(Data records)
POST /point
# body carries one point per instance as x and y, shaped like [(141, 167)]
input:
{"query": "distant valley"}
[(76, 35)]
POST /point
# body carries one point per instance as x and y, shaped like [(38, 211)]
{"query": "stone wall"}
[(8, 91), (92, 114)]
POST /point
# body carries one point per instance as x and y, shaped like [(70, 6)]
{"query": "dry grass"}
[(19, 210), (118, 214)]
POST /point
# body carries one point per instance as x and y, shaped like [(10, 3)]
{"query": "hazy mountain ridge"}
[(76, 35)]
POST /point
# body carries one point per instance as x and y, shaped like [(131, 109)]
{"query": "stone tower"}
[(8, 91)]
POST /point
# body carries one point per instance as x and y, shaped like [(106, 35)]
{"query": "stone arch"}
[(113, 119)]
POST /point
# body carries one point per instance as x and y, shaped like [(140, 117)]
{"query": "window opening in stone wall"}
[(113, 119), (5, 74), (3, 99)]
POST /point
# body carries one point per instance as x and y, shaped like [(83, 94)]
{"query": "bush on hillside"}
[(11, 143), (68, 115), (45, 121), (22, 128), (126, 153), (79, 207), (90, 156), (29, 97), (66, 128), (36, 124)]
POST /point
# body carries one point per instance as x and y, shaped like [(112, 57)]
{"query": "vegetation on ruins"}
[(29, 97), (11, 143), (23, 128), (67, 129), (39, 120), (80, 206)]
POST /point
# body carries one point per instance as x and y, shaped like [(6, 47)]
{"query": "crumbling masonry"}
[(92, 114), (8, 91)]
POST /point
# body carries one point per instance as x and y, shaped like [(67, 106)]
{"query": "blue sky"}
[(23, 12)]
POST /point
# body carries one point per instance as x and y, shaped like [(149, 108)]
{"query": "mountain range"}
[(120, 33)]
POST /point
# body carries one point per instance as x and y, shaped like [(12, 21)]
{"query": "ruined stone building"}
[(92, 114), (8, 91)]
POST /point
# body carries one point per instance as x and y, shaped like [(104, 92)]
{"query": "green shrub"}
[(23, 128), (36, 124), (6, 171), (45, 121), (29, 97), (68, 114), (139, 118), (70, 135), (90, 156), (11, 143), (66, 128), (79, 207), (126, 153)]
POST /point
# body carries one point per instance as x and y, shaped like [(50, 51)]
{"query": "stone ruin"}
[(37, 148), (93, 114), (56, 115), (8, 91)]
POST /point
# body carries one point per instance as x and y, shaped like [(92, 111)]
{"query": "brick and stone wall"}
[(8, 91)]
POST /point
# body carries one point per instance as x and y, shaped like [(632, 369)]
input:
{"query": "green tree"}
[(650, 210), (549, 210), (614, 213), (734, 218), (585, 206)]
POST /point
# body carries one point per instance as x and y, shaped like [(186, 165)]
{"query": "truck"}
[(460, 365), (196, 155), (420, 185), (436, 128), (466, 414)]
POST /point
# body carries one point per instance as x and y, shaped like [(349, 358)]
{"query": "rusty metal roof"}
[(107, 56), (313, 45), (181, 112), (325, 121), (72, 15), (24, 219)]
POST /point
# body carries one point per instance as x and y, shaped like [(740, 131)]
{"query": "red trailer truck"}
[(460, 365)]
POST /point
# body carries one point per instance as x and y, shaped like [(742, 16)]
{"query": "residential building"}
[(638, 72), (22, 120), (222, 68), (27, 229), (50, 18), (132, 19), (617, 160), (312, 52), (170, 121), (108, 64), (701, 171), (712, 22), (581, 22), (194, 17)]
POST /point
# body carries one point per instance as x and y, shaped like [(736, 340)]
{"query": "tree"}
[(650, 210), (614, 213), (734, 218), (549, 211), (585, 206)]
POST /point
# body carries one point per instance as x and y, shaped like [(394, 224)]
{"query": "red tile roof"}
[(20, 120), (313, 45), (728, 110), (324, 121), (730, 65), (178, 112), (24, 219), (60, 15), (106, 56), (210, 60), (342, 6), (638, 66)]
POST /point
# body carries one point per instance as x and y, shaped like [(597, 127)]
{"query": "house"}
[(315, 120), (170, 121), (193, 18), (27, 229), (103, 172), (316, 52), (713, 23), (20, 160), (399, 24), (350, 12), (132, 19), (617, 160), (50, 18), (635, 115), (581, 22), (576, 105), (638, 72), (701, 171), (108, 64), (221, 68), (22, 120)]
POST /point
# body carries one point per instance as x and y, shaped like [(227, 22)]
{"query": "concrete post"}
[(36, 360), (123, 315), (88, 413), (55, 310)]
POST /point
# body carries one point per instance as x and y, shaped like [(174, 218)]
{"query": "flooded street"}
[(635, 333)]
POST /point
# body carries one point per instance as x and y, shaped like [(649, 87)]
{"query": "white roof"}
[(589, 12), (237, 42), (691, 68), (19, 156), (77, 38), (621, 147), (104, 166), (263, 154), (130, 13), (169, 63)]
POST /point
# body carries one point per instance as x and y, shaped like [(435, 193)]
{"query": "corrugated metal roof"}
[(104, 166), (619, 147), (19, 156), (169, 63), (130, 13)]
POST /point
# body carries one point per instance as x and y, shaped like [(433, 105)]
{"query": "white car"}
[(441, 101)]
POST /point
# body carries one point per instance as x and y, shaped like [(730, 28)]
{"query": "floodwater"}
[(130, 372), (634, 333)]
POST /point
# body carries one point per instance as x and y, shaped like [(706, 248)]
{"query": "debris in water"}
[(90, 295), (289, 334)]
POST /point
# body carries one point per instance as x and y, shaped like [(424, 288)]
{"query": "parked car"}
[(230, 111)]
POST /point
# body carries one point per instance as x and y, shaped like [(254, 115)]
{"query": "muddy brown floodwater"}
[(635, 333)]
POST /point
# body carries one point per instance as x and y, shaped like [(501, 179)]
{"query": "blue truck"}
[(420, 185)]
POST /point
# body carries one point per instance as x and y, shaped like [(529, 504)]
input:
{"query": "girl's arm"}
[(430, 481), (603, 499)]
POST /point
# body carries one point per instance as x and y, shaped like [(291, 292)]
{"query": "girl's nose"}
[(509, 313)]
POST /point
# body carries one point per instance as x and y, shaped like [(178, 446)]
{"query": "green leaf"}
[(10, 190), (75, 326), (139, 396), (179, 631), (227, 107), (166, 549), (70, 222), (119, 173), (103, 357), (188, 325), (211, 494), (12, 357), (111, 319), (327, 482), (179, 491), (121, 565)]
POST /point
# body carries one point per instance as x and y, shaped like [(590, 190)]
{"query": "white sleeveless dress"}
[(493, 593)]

Description of the task
Reproduce the entries from the top of the data records through the line containing "[(8, 91), (92, 114)]", renaming "stone wall" to "brick wall" and leaving every other character as it stands.

Result for this exercise
POST /point
# body carries one point per instance as x and y, shaped like [(141, 167)]
input:
{"query": "distant valley"}
[(76, 35)]
POST /point
# body carries one point per instance as x and y, shaped like [(38, 211)]
{"query": "brick wall"}
[(8, 91), (92, 114)]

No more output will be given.